#### [What to do]
Keeping every word and mark, copy all of the data.

▬▬▬▬▬▬▬▬▬▬

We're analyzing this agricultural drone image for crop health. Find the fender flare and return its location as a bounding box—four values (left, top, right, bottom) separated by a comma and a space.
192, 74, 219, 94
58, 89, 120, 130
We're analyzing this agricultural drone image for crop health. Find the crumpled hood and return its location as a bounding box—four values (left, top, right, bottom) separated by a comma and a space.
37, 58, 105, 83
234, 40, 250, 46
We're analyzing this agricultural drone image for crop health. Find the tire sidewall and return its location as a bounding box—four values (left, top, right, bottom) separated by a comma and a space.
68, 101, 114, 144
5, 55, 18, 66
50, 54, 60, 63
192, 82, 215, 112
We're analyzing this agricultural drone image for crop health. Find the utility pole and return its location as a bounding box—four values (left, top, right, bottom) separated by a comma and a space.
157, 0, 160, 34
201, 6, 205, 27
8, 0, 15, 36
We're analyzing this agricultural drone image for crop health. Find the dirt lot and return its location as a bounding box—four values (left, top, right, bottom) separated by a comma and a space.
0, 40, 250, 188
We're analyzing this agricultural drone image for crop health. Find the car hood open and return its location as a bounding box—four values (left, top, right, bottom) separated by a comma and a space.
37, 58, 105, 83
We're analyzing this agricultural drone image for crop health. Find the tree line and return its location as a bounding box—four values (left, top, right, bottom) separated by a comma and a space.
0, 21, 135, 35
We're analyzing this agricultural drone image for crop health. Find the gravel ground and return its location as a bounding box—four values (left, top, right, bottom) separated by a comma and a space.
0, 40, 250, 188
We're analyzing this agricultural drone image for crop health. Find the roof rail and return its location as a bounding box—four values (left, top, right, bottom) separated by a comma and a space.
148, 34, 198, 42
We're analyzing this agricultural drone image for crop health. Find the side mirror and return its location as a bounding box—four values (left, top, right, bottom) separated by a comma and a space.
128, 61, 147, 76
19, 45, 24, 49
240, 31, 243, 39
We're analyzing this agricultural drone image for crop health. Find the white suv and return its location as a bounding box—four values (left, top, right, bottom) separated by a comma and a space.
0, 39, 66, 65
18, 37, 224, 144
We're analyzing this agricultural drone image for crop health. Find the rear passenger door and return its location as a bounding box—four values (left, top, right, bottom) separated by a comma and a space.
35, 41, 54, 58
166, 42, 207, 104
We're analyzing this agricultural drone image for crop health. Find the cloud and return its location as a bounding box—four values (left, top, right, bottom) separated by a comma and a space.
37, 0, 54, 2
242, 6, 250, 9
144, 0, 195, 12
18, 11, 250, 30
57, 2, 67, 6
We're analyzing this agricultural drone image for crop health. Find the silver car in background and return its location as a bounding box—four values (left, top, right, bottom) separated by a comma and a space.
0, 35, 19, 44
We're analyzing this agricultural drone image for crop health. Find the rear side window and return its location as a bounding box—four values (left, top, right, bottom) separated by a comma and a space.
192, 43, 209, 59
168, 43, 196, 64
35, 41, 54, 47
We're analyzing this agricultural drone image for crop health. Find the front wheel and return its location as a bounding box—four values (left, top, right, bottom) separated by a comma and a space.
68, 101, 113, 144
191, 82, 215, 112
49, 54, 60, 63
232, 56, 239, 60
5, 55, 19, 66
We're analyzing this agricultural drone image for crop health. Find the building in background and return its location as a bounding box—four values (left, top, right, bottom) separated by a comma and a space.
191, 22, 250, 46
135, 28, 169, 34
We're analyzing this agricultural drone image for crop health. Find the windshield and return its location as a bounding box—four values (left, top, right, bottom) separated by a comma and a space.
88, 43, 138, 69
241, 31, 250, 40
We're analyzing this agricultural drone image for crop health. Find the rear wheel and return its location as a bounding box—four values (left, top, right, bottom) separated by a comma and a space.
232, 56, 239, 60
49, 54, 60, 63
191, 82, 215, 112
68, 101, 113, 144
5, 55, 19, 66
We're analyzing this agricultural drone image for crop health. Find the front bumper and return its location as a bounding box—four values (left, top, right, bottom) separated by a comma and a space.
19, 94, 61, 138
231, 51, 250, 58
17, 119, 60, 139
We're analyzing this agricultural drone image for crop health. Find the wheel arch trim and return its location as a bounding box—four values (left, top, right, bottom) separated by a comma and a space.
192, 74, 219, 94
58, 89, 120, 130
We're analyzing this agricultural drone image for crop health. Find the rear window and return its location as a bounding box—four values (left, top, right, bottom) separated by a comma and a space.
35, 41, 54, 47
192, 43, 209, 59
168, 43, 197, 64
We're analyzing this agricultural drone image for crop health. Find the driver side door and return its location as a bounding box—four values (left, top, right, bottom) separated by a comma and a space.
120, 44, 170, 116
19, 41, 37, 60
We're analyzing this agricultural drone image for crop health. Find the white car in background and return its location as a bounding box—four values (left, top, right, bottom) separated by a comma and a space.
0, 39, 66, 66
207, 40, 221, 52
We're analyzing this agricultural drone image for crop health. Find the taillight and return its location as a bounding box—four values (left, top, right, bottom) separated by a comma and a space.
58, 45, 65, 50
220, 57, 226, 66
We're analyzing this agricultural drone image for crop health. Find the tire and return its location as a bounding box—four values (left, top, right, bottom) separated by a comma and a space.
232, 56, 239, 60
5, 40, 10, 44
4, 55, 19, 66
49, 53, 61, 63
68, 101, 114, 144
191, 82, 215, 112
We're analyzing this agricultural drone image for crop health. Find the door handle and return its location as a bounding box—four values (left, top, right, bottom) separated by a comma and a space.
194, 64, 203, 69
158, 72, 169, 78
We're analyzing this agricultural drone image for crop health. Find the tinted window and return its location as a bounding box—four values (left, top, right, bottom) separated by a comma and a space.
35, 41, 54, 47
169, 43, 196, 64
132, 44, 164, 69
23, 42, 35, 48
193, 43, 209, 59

▬▬▬▬▬▬▬▬▬▬

#### [Completed task]
We're analyzing this agricultural drone image for crop health. Find the fender flare and return its location as a bounding box—four values (left, top, right, bottom) separated by a comma and a space.
192, 74, 219, 94
58, 89, 120, 130
We're analyzing this agricultural drone image for crop health. Find the crumpled hood and return its location as a bounding box—four values (left, top, right, bottom) separated by a comma and a space.
37, 58, 105, 83
234, 40, 250, 46
We're analyzing this agricultural drone image for crop health. Find the tire sidewall and return its location as a bounding box—four values (left, top, right, bottom) separated by a comma and a space.
68, 101, 114, 144
5, 55, 18, 66
50, 54, 60, 63
192, 82, 215, 112
We're analyzing this agricultural drone image for crop health. Find the utility pole and return its location as a bounding box—four values (left, top, right, bottom) separated by a comma and a space.
157, 0, 160, 34
201, 6, 205, 27
8, 0, 15, 36
We're analyzing this agricultural drone image for crop health. Find the dirt lot and return its location as a bounding box—four values (left, top, right, bottom) separated by a comma and a space.
0, 40, 250, 188
We're analyzing this agricultural drone image for crop health. Find the car hood open and return its location as a bounding box—four values (left, top, right, bottom) separated by a comma and a space.
37, 58, 105, 83
We're analyzing this agricultural drone image for crop health. Find the tree line and return its location as a bounding box—four values (left, top, right, bottom) separated by a comma and a space.
0, 21, 135, 35
We're analyzing this agricultural drone image for crop health. Find the gravel ground and return its location as a bounding box—four values (left, top, right, bottom) separated by a comma and a space.
0, 40, 250, 188
We're analyzing this agricultural drone image for crop health. Find the roof rail and return its location as a bounding box—four values (left, top, right, bottom) separated by a comma and a space.
148, 34, 198, 42
We're analyzing this agricultural drone image for crop health. Find the side mirror and return its location as a bounding box—four values (left, top, right, bottom) separated by a comma and a space.
128, 61, 147, 76
19, 45, 24, 49
240, 31, 243, 39
We're analyzing this agricultural drone image for crop health. Find the white suv and return its location as a bounding box—four values (left, top, right, bottom) separated by a comma and a space.
0, 39, 66, 65
18, 37, 224, 144
We're analyzing this agricultural drone image for crop health. Find the rear passenger door and return its location as a bounding box—four values (left, top, right, bottom) separated by a comma and a space.
35, 41, 54, 58
166, 42, 207, 104
We're analyzing this agricultural drone image for crop health. Find the cloud and return its location as a bounding box—four values (left, top, right, bottom) separated by a comma and a space.
37, 0, 54, 2
242, 6, 250, 9
144, 0, 195, 12
18, 11, 250, 30
57, 2, 67, 6
We're analyzing this agricultural drone image for crop health. Find the silver car in background and return its location as a bounding box—four values (left, top, right, bottom) separated by a comma and a space.
0, 35, 19, 44
We're analyzing this agricultural drone image for crop health. Find the rear side window and return its location as a bounding box—four values (left, top, right, bottom) separated by a comma and a space.
192, 43, 209, 59
168, 43, 196, 64
35, 41, 54, 47
We're analyzing this agricultural drone image for crop health. Find the front wheel and return its location as a bounding box—four values (left, top, right, bottom) separated by a comma and a space.
68, 101, 113, 144
191, 82, 215, 112
49, 54, 60, 63
232, 56, 239, 60
5, 55, 19, 66
We're analyzing this agricultural drone image for crop health. Find the building in background and return its location as a bounding box—four values (left, top, right, bottom) separated by a comma and a space.
191, 22, 250, 46
135, 28, 169, 34
We're analyzing this agricultural drone image for crop health. Find the windshield and return its location as a bounding box—four values (left, top, right, bottom) separated by a comma and a space.
88, 43, 138, 69
241, 31, 250, 40
We're analyzing this agricultural drone image for crop health. Find the rear wheel and return its location as a bounding box—four values (left, top, right, bottom) separated by a comma and a space.
232, 56, 239, 60
49, 54, 60, 63
191, 82, 215, 112
68, 101, 113, 144
5, 55, 19, 66
We're analyzing this agricultural drone image for crop health. Find the front bumper and return its location as a bounding box—four values (left, top, right, bottom) separated by a comma and a space.
19, 94, 61, 138
231, 51, 250, 58
17, 119, 60, 139
We're analyzing this agricultural drone image for crop health. Find the wheel arch trim and return its location as a bounding box—four values (left, top, right, bottom) separated by a comma and a space.
192, 74, 219, 94
58, 89, 120, 130
We're analyzing this agricultural drone image for crop health. Find the rear window and return its location as a bounding box—four values (left, top, right, bottom) separated by a comma and a space.
35, 41, 54, 47
192, 43, 209, 59
168, 43, 197, 64
We're analyzing this agricultural drone image for crop health. Find the driver side door and return its location as a bounding box—four values (left, top, right, bottom) separated by a comma and a space.
120, 44, 170, 116
19, 41, 37, 60
We're analyzing this agricultural drone image for crop health. Find the white car in background and return its location as a bounding box—four values (left, top, right, bottom) separated by a comma and a space.
0, 39, 66, 66
207, 40, 221, 52
We're analyzing this agricultural drone image for crop health. Find the taillight and return its location as a bounding box—four values (left, top, right, bottom) separated by a comma and a space.
58, 45, 65, 50
220, 57, 226, 66
We're analyzing this agricultural drone image for crop health. Find the tire and return its location as a bounding box—four values (left, top, right, bottom) separated by a comma and a space.
232, 56, 239, 60
5, 40, 10, 44
4, 55, 19, 66
49, 53, 61, 63
68, 101, 114, 144
191, 82, 215, 112
We're analyzing this agricultural drone image for crop health. Find the door handle and return its location as a bounding box—four values (left, top, right, bottom) separated by a comma and a space.
194, 64, 203, 69
158, 72, 169, 78
We're analyzing this agricultural drone image for crop health. Find the tinted window and return its location as a bounding box—four values (left, top, right, bottom) separated by a comma and a space.
35, 41, 54, 47
169, 43, 196, 64
132, 44, 164, 69
23, 42, 35, 48
193, 43, 209, 59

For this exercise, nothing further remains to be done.